» **Problem statement**: Search the data for the string "target" and copy each line where it turns up.

----

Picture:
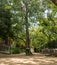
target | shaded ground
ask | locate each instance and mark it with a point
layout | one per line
(21, 59)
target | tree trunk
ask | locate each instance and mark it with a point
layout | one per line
(55, 2)
(28, 52)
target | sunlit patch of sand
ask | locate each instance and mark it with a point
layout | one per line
(29, 60)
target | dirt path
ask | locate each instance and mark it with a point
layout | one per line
(36, 59)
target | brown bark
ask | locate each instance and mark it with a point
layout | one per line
(27, 28)
(55, 2)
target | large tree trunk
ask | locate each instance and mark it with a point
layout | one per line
(28, 52)
(55, 2)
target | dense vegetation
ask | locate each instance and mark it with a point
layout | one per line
(26, 24)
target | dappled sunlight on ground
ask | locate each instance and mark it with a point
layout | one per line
(28, 60)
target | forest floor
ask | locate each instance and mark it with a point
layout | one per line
(22, 59)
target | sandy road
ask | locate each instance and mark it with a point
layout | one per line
(21, 59)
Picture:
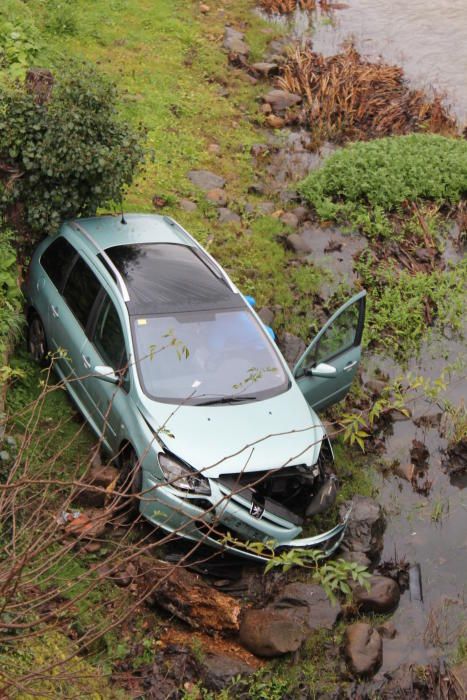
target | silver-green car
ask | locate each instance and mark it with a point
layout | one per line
(178, 376)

----

» **Result of the exercise**:
target | shaded ground
target | tree trunk
target | sunlit patch of sand
target | dirt path
target | brown bark
target | large tree trunk
target | dense vegetation
target | dappled sunlight on ground
target | forest floor
target | sandy road
target | silver-green car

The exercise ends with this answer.